This guide will walk you through the steps to create an information model using model creation and semantic annotation tools. The development of a caGrid data service that enables access to a database managed by a relational database system can be accomplished in four main steps:
- Creation of an information model. The information model consists of two components, an object model and a data model. The object model presents an object-oriented view of the backend database and is the Grid-level representation for querying and retrieving data through the data service. The data model represents the relational schema of the database. The object model is mapped to the data model so that object-oriented queries can be translated into relational database queries.
- Semantic annotation of the object model. This step is needed to facilitate semantic interoperability. The object model allows for syntactic interoperability and programmatic access to the data resource (the database) via a common, well-defined, published representation layer. The semantic annotation of the object model enables a third-party consumer of the data source to understand the meanings of the data elements in the model and correctly consume them. Re-use already registered data elements in NCI's caDSR and openMDR metadata registry for interoperability. The information model is annotated with proper Common Data Elements (CDE's) from NCI's caDSR or/and local openMDR instance.

◆ ◆ ◆ ◆ ◆

**TASKS FOR THIS EXERCISE**.
1. Repeat the stretch of the caGrid guide from "This guide will" through "relational database queries.".
2. Summarize the caGrid guide in two sentences.

**DATASET EXTRACT**.
◆ ◆ ◆ ◆ ◆

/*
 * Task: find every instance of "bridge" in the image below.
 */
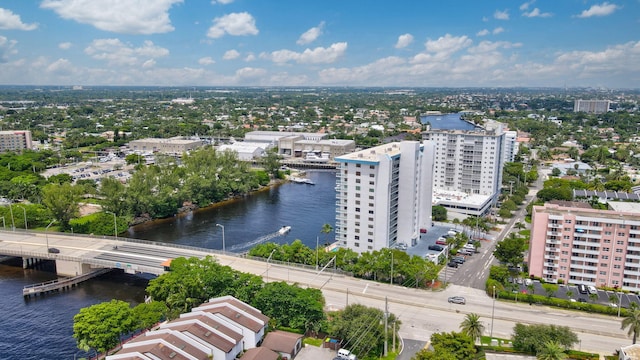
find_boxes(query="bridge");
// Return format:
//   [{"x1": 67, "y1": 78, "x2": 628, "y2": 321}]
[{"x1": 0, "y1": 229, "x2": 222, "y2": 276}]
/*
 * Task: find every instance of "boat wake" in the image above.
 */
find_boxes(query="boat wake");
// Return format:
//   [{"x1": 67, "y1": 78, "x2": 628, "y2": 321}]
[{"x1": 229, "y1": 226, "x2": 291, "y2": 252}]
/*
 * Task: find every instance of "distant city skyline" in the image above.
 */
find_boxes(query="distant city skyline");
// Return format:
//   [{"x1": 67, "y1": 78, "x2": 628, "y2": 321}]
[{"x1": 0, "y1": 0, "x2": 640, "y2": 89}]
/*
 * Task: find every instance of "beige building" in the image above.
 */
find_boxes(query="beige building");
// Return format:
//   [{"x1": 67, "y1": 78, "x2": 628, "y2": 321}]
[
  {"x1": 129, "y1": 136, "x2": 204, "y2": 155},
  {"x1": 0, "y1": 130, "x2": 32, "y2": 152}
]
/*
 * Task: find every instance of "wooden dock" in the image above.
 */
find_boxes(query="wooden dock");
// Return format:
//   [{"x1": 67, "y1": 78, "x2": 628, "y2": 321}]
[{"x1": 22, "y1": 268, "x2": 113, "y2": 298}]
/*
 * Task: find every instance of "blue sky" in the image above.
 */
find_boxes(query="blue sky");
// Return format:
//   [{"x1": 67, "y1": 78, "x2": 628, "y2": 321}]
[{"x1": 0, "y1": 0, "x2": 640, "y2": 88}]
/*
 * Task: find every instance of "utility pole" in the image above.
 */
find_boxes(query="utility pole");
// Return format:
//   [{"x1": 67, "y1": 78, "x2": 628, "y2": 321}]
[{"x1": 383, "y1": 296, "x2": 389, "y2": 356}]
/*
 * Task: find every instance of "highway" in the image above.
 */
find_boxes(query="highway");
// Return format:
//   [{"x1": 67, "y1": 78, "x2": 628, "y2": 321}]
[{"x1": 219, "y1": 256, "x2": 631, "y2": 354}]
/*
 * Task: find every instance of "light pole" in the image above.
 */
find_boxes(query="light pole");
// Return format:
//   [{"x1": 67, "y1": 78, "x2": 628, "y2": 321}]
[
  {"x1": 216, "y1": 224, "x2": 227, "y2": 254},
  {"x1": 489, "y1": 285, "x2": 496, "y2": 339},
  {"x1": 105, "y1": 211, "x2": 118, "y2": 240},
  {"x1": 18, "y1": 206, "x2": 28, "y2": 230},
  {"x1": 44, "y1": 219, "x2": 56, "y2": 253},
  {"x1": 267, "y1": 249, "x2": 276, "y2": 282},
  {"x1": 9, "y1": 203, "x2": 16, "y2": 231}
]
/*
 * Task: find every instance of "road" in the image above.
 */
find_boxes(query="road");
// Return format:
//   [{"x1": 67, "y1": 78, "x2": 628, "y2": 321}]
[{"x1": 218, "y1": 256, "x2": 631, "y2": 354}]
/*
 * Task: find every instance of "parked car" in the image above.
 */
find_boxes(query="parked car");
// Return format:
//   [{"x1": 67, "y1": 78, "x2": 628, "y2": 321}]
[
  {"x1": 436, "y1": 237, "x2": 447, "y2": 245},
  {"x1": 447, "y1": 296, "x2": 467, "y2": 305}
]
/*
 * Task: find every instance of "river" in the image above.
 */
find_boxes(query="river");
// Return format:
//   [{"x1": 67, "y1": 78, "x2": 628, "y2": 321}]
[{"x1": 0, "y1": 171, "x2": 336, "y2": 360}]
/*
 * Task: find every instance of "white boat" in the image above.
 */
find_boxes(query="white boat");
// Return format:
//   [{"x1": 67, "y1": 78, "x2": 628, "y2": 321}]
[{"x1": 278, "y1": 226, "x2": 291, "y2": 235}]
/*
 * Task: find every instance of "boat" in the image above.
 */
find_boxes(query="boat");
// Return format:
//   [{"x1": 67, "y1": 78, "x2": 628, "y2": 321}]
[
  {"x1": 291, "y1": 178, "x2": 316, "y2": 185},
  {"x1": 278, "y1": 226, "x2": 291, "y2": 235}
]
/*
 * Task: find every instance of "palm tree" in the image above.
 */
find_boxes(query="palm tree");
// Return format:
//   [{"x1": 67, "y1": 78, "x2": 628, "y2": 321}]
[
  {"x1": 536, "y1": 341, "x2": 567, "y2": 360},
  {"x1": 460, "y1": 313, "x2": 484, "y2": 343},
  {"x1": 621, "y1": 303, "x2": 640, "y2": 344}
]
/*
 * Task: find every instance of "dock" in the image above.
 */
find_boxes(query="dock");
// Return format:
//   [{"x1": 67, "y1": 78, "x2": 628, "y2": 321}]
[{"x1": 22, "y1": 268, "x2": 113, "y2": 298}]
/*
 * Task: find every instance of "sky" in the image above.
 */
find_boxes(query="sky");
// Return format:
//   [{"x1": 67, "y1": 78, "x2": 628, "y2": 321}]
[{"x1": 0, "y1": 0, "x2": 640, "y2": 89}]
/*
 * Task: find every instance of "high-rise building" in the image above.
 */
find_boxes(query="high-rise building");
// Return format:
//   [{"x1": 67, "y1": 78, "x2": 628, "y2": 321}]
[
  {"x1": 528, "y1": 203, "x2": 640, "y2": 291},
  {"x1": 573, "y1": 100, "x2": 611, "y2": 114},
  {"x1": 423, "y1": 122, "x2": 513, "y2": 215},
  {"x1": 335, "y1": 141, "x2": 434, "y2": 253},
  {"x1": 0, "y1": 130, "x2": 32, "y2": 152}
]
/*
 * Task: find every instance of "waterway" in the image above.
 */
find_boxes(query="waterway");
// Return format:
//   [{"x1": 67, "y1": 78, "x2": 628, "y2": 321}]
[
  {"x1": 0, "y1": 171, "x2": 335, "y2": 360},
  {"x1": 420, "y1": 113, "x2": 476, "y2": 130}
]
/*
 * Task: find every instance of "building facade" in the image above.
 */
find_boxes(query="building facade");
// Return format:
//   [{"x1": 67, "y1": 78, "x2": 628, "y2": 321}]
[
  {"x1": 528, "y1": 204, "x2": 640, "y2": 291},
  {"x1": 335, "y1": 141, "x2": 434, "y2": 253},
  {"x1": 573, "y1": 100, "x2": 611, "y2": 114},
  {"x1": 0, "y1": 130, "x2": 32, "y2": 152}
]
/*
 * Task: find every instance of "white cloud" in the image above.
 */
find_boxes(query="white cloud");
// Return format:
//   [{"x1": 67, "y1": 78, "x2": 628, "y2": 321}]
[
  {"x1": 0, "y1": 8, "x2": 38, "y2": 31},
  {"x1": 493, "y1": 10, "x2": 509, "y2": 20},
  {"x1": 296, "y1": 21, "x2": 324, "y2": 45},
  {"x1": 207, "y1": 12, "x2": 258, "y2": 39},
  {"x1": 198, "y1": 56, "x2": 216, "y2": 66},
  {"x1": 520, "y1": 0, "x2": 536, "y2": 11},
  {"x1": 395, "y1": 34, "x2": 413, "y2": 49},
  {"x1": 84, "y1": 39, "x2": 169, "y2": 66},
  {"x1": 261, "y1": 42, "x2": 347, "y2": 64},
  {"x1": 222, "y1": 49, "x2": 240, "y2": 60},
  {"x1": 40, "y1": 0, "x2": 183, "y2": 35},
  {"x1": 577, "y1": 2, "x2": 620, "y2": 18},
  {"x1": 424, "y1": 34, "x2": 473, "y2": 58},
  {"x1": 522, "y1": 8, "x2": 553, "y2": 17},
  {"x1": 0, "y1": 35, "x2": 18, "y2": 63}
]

◆ ◆ ◆ ◆ ◆

**SOLUTIONS**.
1.
This guide will walk you through the steps to create an information model using model creation and semantic annotation tools. The development of a caGrid data service that enables access to a database managed by a relational database system can be accomplished in four main steps:
- Creation of an information model. The information model consists of two components, an object model and a data model. The object model presents an object-oriented view of the backend database and is the Grid-level representation for querying and retrieving data through the data service. The data model represents the relational schema of the database. The object model is mapped to the data model so that object-oriented queries can be translated into relational database queries.

2. Developing a caGrid data service for a relational database takes four main steps, including creating an information model whose object model is mapped to the data model so object-oriented queries can be translated into relational ones. The object model is then semantically annotated with Common Data Elements from NCI's caDSR or a local openMDR instance, so that third-party consumers can understand and correctly use its data elements.